**Page text**
As a result, a complex set of data integration operations must be performed to build the RAG architecture. This includes:

  • Data ingestion: High-speed extraction, ingestion, cleansing and enrichment of structured, semi-structured and unstructured data into high-quality business-ready data.
  • Data chunking: When building LLM-related applications, chunking means breaking down large pieces of text into smaller segments. It’s a technique that helps optimize the relevance of the content we get back from a vectorDB once we use the LLM to embed content. Chunking ensures LLMs are fed high-quality data by parsing unstructured data and then calling the LLMs to generate vectors. Data can be chunked based on certain characters, words, lines or sentences, paragraphs, etc. This depends on several factors, such as:
    • The use case.
    • The nature of the content being indexed. For instance, long documents such as books need different chunking than shorter content like tweets or instant messages.
    • The expected length and complexity of user queries, for instance, short and specific vs. long and complex queries.
    • How will the retrieved results be utilized within the specific application? For instance, will they be used for semantic search, answering questions, summarization, etc
  • Creating embeddings: Vector embeddings — numerical representations of text that capture the relationships and meaning of words, phrases and other data types in a way that LLMs can understand — are generated once the data is chunked. For example, imagine you want to teach a computer what a dog and a puppy are. Even though the words look different, they mean something similar.

    Vector embeddings help the computer understand this similarity by representing the dog and puppy as numbers. The key differentiator comes in the way vectors capture semantic meaning. This means they can be used for relevancy or context-based search rather than solely for simple text search.

**Data under study**
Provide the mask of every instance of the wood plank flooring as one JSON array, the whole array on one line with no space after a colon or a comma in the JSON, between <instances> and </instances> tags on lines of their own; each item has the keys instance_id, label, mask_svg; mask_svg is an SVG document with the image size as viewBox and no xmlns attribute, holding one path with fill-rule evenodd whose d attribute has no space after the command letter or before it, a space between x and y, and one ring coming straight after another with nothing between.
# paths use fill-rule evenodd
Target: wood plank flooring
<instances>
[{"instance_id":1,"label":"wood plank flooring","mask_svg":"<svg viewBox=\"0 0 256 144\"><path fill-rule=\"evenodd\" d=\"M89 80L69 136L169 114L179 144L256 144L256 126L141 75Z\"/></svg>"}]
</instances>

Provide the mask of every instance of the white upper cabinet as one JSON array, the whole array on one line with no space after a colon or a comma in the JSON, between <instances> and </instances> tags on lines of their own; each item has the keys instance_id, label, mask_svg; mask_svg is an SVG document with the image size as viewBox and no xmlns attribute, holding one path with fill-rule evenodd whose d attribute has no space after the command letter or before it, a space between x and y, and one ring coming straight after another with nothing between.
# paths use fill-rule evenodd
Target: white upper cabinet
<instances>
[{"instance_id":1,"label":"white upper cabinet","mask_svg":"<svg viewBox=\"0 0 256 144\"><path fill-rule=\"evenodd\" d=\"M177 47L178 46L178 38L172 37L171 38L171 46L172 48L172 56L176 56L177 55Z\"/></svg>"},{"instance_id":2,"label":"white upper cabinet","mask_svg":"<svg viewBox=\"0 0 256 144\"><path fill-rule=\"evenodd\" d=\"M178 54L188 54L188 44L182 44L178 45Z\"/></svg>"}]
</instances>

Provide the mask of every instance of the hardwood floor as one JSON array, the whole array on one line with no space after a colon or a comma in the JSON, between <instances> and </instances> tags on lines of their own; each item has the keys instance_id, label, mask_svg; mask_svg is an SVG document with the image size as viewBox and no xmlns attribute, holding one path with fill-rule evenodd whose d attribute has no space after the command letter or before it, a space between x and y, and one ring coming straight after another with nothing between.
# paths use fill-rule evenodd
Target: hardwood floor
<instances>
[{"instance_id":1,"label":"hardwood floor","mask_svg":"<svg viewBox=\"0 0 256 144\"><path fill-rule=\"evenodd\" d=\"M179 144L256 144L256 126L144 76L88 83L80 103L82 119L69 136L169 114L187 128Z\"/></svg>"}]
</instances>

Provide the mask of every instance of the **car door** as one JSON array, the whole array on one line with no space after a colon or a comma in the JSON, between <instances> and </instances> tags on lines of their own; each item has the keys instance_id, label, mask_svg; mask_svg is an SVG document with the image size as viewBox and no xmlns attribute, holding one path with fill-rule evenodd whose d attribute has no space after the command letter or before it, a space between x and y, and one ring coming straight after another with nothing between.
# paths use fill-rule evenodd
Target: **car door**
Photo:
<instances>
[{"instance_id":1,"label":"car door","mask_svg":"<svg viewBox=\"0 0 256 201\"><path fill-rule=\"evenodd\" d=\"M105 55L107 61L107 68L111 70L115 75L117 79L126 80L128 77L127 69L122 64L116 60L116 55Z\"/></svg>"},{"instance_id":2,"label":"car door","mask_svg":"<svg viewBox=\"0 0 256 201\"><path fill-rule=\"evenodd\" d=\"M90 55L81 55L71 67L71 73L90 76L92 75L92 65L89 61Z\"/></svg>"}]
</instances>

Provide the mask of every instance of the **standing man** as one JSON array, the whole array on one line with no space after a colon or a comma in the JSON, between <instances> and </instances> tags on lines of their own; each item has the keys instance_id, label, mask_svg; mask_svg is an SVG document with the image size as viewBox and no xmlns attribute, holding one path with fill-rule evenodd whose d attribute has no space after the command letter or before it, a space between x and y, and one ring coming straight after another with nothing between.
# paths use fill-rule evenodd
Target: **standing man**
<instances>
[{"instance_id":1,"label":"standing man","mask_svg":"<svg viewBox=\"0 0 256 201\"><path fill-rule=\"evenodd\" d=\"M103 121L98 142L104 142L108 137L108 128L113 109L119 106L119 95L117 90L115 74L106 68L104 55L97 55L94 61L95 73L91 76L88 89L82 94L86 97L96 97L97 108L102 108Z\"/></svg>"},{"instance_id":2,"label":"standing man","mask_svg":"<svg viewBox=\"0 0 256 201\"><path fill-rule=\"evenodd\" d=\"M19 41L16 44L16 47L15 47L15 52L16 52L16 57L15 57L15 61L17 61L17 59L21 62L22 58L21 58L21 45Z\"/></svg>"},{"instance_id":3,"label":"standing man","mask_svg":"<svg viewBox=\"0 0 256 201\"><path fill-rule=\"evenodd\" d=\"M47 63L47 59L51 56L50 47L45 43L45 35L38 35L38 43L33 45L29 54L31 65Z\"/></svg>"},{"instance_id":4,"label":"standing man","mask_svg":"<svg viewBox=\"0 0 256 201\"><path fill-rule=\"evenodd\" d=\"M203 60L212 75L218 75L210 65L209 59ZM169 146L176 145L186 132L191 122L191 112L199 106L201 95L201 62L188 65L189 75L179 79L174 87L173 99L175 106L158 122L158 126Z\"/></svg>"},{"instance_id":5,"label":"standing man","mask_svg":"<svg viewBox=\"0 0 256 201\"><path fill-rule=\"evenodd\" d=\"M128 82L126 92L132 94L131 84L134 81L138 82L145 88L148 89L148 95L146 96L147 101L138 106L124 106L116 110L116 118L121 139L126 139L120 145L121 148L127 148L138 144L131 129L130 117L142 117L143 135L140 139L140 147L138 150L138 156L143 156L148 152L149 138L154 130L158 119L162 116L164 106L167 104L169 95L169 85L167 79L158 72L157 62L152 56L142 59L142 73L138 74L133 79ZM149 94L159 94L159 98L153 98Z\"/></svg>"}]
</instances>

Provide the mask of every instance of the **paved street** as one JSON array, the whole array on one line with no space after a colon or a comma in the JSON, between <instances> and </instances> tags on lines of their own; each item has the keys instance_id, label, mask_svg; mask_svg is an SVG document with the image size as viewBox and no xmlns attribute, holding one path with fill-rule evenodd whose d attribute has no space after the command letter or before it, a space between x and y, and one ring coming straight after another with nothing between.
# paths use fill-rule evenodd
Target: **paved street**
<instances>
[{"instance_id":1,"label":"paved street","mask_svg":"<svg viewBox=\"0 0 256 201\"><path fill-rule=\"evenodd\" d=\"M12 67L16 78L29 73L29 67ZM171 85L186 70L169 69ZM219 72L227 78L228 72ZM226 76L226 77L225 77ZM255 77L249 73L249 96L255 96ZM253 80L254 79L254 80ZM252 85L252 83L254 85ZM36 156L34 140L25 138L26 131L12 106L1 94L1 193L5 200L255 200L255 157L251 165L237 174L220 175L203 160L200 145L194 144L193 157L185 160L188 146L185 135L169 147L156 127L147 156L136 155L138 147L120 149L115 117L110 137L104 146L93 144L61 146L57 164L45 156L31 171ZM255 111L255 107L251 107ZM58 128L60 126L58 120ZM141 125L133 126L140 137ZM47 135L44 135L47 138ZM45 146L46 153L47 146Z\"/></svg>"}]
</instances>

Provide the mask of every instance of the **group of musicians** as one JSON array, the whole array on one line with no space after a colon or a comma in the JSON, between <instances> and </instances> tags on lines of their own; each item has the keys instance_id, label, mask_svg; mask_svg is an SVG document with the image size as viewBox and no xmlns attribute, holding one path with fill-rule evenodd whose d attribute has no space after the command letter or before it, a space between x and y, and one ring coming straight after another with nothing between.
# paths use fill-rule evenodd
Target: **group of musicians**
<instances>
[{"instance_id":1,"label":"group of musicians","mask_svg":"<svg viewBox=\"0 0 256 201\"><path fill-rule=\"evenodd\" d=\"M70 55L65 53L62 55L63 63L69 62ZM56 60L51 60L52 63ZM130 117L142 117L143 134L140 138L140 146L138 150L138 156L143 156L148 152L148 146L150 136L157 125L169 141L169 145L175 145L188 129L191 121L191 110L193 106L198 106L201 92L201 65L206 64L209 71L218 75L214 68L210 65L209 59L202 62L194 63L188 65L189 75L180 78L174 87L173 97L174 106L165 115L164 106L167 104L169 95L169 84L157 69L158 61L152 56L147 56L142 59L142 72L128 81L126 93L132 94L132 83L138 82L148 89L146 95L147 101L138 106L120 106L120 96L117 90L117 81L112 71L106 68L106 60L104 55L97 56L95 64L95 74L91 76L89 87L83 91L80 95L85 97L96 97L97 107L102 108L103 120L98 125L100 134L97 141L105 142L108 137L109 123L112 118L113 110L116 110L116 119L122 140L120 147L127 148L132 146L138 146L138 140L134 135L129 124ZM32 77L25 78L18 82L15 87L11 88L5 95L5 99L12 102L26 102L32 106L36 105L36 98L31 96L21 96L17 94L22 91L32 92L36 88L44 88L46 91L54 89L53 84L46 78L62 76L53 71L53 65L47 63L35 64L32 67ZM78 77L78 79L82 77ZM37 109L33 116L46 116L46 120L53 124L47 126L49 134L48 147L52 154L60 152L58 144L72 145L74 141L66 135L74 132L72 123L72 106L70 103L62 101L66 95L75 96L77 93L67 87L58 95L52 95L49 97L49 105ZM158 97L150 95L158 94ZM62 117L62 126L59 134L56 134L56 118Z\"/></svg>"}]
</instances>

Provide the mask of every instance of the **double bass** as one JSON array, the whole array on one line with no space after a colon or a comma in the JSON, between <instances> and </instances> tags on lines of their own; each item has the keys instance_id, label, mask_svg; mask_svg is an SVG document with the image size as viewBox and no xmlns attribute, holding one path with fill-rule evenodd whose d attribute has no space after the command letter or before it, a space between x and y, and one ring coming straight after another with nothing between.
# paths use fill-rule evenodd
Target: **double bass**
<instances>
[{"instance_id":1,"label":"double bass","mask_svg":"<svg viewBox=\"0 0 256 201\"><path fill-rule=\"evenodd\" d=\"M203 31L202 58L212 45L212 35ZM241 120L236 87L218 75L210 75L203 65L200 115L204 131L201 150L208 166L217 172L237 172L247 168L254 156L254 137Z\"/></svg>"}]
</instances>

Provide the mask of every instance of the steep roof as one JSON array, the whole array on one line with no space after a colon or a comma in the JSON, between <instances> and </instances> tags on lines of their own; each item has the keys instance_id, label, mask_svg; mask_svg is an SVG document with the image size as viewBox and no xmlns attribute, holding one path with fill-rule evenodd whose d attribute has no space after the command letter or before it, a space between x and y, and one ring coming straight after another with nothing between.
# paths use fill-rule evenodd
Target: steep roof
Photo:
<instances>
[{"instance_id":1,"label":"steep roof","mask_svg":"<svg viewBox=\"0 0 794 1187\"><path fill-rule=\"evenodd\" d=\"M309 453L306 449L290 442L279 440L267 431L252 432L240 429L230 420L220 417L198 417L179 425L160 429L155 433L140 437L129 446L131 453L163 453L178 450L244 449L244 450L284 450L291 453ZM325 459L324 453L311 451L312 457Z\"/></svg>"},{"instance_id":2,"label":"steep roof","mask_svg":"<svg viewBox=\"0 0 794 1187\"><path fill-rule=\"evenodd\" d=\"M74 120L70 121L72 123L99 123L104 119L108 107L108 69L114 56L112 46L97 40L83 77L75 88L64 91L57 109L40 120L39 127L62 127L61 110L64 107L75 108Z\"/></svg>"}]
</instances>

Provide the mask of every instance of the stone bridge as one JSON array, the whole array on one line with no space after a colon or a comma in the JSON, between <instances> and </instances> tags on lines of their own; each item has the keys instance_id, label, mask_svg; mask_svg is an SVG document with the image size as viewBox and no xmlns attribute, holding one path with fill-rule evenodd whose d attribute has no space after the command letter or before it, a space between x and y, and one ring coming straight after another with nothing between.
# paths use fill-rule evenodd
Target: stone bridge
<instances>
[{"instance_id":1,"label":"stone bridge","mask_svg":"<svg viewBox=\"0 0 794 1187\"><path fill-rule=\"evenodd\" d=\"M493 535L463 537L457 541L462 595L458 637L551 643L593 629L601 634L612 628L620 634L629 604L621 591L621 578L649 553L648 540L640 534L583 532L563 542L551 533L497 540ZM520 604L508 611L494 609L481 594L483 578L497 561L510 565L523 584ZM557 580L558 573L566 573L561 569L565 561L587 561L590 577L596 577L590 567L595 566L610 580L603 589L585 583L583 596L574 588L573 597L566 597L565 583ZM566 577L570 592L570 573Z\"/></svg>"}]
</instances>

**Aim of the task**
Carry the text on RAG data integration operations forward from its final sentence and write the part that comes next.

**Exercise response**
  • Data storage: Organizing and indexing vector embeddings into the Vector DB so the LLM can access, search and retrieve the best result in response to the user query.

These ongoing data integration processes are the key to transforming mountains of semi-structured and unstructured data from diverse internal and external sources into high-quality numerical data stored in the VectorDB, which powers the AI model.

Typically, the data integration operations to build the RAG framework are performed using hand coding and open-source libraries. However, this can be expensive, time-consuming and error-prone, all of which slow down the progress of AI initiatives. Access to AI engineering talent is another challenge further hindering growth.

No-Code: A Better Way to Build RAG Architecture

A no-code, drag-and-drop approach to building the entire RAG pipeline is more efficient, accurate and scalable than the hand-coded approach. It also eliminates the complexity of these mission-critical data management tasks. Not only does it save development effort and time in a talent-scarce market, but it also empowers data engineers to implement GenAI projects more efficiently.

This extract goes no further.